◆ **The exercise**: Could you write out the data below word for word, with every line kept unchanged and in the same order?

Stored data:
START

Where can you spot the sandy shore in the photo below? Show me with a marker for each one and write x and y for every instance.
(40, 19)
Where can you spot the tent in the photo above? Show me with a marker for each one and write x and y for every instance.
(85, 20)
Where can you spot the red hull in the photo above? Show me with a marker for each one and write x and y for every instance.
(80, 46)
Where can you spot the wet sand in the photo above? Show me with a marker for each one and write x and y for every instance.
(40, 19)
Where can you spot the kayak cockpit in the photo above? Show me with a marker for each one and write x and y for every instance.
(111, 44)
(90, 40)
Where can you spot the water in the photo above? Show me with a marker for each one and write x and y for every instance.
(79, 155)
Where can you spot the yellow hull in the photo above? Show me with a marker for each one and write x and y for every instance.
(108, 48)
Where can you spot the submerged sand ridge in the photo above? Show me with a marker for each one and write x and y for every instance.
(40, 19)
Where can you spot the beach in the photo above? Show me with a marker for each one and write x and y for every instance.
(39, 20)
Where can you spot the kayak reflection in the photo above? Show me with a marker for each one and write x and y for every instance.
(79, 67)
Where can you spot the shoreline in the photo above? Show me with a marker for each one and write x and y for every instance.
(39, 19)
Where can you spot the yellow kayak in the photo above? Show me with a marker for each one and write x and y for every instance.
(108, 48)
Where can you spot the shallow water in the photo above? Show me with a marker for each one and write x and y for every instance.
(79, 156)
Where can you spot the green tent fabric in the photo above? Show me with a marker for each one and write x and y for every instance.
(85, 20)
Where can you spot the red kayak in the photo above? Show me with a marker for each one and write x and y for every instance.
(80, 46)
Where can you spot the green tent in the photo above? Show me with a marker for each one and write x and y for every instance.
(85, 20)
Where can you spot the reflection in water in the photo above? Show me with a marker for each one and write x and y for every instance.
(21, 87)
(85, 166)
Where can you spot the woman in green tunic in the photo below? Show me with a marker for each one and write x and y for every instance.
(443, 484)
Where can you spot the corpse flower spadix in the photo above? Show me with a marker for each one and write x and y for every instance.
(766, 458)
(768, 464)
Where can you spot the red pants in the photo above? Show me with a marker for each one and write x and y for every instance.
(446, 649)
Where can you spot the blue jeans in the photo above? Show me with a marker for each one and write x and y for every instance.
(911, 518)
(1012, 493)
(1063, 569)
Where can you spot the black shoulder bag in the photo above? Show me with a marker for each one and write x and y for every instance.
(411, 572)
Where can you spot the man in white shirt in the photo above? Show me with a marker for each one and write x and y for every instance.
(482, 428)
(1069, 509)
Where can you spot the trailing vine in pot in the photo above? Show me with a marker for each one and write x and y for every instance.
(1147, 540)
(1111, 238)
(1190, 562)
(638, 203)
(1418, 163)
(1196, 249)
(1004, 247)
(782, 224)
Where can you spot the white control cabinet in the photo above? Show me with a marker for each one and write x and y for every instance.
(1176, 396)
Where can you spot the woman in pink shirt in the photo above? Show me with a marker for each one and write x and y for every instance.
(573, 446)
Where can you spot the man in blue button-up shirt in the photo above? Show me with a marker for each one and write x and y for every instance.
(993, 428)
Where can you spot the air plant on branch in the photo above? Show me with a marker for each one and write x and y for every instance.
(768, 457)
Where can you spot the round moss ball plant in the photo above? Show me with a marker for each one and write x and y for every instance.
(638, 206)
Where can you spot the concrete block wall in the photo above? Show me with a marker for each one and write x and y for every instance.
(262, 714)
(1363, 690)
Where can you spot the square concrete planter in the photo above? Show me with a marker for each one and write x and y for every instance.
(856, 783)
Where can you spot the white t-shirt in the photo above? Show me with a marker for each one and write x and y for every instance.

END

◆ **Final result**:
Where can you spot the sandy shore in the photo below? Show me with a marker for each one and write x and y for every instance.
(40, 19)
Where can you spot the tent in the photo above? Show me with a marker for each one and write x and y for every instance.
(85, 20)
Where can you spot the red hull in the photo above? Show me with a marker for each one and write x and y for every instance.
(80, 46)
Where can you spot the wet sand in the photo above? Show me with a marker for each one and write x and y for every instance.
(40, 19)
Where can you spot the kayak cockpit in the photo above? Show me with a marker for each one and write x and y for every instance.
(111, 44)
(90, 40)
Where can you spot the water in the photo above? Show me with a marker for each one and write x and y for every instance.
(79, 155)
Where can you spot the yellow hull in the photo above? Show me with a marker for each one and write x and y for every instance.
(108, 48)
Where can you spot the submerged sand ridge in the photo above? Show me with a marker for each one and write x and y for every instance.
(40, 19)
Where can you spot the beach in the photo above? Show me with a marker for each one and write x and y for every instance.
(39, 20)
Where can you spot the kayak reflection in the photo above? Show me with a marker for each one and write x and y for every instance.
(79, 67)
Where can you spot the shoreline in the photo above? Show me with a marker for each one and write x and y for every instance.
(39, 19)
Where can you spot the yellow kayak in the photo above? Show me with a marker for each one and write x and y for every instance.
(108, 48)
Where can you spot the shallow water in the photo above? Show me with a marker for each one and write x and y for every instance.
(79, 156)
Where can you spot the green tent fabric in the photo above? Show me with a marker for each one and write x and y for every instance.
(85, 20)
Where can you spot the red kayak in the photo above? Show me with a marker for each one and write x and y for every instance.
(80, 46)
Where can you spot the green tent in the photo above? Show me with a marker for each one and write x and y for every instance.
(85, 20)
Where can you spot the reflection in water in the photo above? Show me with a marker for each one and write x and y for every instance.
(21, 87)
(85, 166)
Where can you spot the woman in green tunic in the photo below? Show me with a marker for each one and write x and y for every instance.
(443, 484)
Where can you spot the corpse flower spadix in the photo above? Show me with a marker for each one and write x and y for every instance.
(766, 458)
(768, 464)
Where can you spot the red pants in the photo above? Show me with a marker for each one and write x and y for every instance.
(446, 649)
Where can you spot the blue jeans in the photo above? Show me with a marker for each one and write x and y for every instance.
(911, 518)
(1012, 493)
(1063, 569)
Where can you spot the black shoulder bag in the photo above? Show me with a marker for each one and write x and y for every instance.
(411, 572)
Where can you spot the man in white shirt in the photo above? Show me with a marker for each one and write x and y for every instance.
(482, 428)
(1069, 509)
Where can you spot the trailing vine in pot in the photo above? Show me with a marker for each one and write x and y for every instance.
(1147, 540)
(1111, 238)
(1190, 562)
(638, 203)
(1418, 163)
(1196, 249)
(1004, 247)
(782, 224)
Where can you spot the white control cabinet in the photo above? Show me with a marker for each one and write x and y for every instance.
(1176, 396)
Where can you spot the woman in pink shirt in the photo above? Show me with a marker for each one and write x and y for every instance.
(573, 446)
Where can you spot the man in blue button-up shirt in the photo above? Show me with a marker for each one and write x and y for every instance.
(993, 428)
Where can you spot the air plant on branch in the photo above? Show me with a marker for each one and write x and y for every instance.
(768, 457)
Where can you spot the round moss ball plant in the photo above? Show me with a marker for each one and write x and y for every instance.
(638, 206)
Where can you spot the concrete block wall in the photo above? Show me with a marker for each one and write x and y for every instance.
(262, 714)
(1363, 690)
Where can you spot the square concrete planter in the photo above? Show me with a marker for each one and write x and y for every instance.
(856, 783)
Where can you spot the white t-shirt in the photo above? Show me with a marker for each one and write x and y for every instance.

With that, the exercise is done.